Monday, March 25, 2019


FUND FULCRUM
March 2019

Overall assets under management (AUM) of the mutual fund industry stood at Rs 23.16 lakh crore at the end of February 2019, almost flat compared to the previous month according to the data released by the Association of Mutual Funds in India (AMFI). The industry witnessed a total outflow of Rs 20,083 crore in February 2019 compared to an inflow of Rs 65,439 crore in January 2019 on the back of a moderation in flows into equity funds and redemptions in liquid funds. Inflows into equity funds declined 17% on a month-on-month (MoM) basis to Rs 5,122 crore in February 2019. The decline can be attributed to fading equity outlook, market volatility and weak global cues. While the overall equity flows have been weakening, investment in equity funds through systematic investment plans (SIPs), which is relatively sticky, continued to hold its sway with Rs 8,095 crore of SIP funds mobilised in February 2019. The high share of SIP contribution has been the key success story of the mutual fund industry in the past couple of years. Systematic investment plans (SIPs) have been the saving grace for the mutual fund industry amid market volatility. According to the data provided by AMFI, the 43-member-strong mutual fund industry has managed to garner Rs 8095 crore through SIPs in February 2019, slightly higher than the Rs 8,064 crore collected in January 2019. Over the last five months, AMFI and players from the industry have launched campaigns such as 'mutual funds sahi hai' and Jan Nivesh, which is helping garner interest for a push product like mutual funds. Generally, SIPs are the preferred route for retail investors to deploy money in mutual funds as it helps them reduce market timing risk.

Fund flows into mutual funds reversed in February 2019, with outflows at Rs 20,083 crore, after the 43-player industry witnessed net inflows of Rs 65,439 crore in January 2019, according to data from AMFI. Cash plans, or liquid schemes, reported the highest outflows across all mutual fund categories. This category registered outflows of over Rs 24,509 crore in February 2019 as against an inflow of Rs 58,637 crore in January 2019. Companies normally park their money in liquid schemes to meet their short-term needs instead of keeping their money idle in a non-interest bearing current account. Since liquid plans do not levy any entry or exit fee, they facilitate easy cash management. Income funds too saw outflows of Rs 4,214 crore in February 2019. Debt fund investors are still shying away from making investments after the recent crisis at IL&FS affected these schemes. The trouble, which began after multiple defaults by Infrastructure Leasing & Financial Services (IL&FS) came to light a few months back, impacted debt funds that held securities issued by it, worth Rs 2,800 crore. For the second consecutive month, balanced funds saw net outflows of Rs 1,077 crore in February 2019, after outflows of Rs 952 crore in January 2019. Equity funds continued their downward journey for the fourth straight month, with the quantum of inflows declining 16.9% month-on-month to Rs 5,122 crore in February 2019.

__Extracted entries__
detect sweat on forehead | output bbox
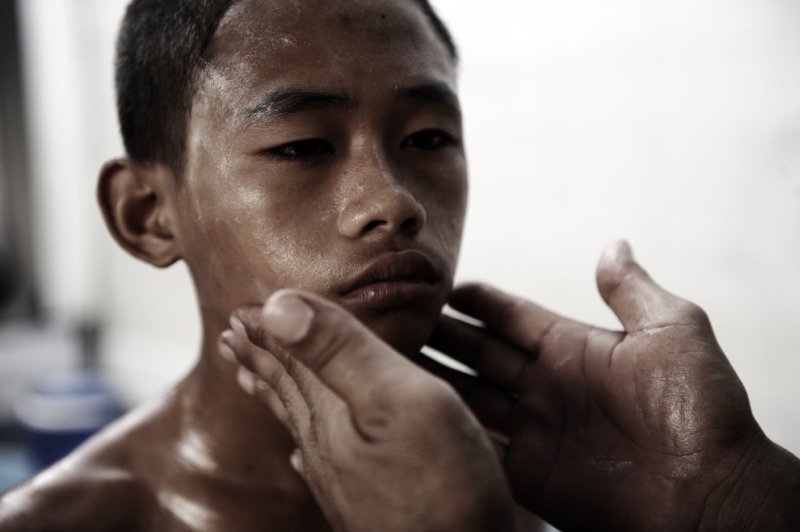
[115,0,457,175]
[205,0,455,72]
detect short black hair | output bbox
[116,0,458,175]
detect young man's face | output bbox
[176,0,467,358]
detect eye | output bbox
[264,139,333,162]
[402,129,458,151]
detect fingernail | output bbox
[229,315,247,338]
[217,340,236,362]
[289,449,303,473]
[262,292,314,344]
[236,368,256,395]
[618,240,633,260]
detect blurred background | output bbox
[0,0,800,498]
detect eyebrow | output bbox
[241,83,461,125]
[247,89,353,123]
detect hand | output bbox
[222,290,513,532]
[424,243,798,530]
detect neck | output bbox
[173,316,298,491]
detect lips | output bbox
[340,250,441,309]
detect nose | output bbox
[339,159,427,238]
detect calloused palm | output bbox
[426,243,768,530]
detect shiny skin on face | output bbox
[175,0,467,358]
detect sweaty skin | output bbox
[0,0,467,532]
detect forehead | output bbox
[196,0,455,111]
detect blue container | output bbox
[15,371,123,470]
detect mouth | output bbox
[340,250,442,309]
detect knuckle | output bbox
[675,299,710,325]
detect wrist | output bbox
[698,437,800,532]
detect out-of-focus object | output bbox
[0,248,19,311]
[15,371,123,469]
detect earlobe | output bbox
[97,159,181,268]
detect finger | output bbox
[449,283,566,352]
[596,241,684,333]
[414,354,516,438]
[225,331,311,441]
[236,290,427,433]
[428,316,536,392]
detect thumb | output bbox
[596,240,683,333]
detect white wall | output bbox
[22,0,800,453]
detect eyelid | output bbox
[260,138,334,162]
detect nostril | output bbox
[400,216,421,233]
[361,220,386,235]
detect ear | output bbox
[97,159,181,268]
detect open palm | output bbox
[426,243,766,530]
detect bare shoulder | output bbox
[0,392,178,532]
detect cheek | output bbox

__Tasks to carry out__
a) The mutual fund report names the fund categories that had outflows in February 2019. List each one with its outflow amount.
b) Does the mutual fund report support each statement? Answer yes or no, and quote the words that decide it.
(i) SIP collections in February 2019 were higher than in January 2019.
(ii) Liquid plans charge an exit fee.
(iii) February 2019 was the first month in which balanced funds had outflows.
The data has nothing to do with the mutual fund report.

__Results in order__
a)
- Liquid schemes (cash plans): over Rs 24,509 crore
- Income funds: Rs 4,214 crore
- Balanced funds: Rs 1,077 crore

b)
(i) Yes: "Rs 8095 crore through SIPs in February 2019, slightly higher than the Rs 8,064 crore collected in January 2019"
(ii) No: "liquid plans do not levy any entry or exit fee"
(iii) No: "For the second consecutive month, balanced funds saw net outflows of Rs 1,077 crore in February 2019, after outflows of Rs 952 crore in January 2019"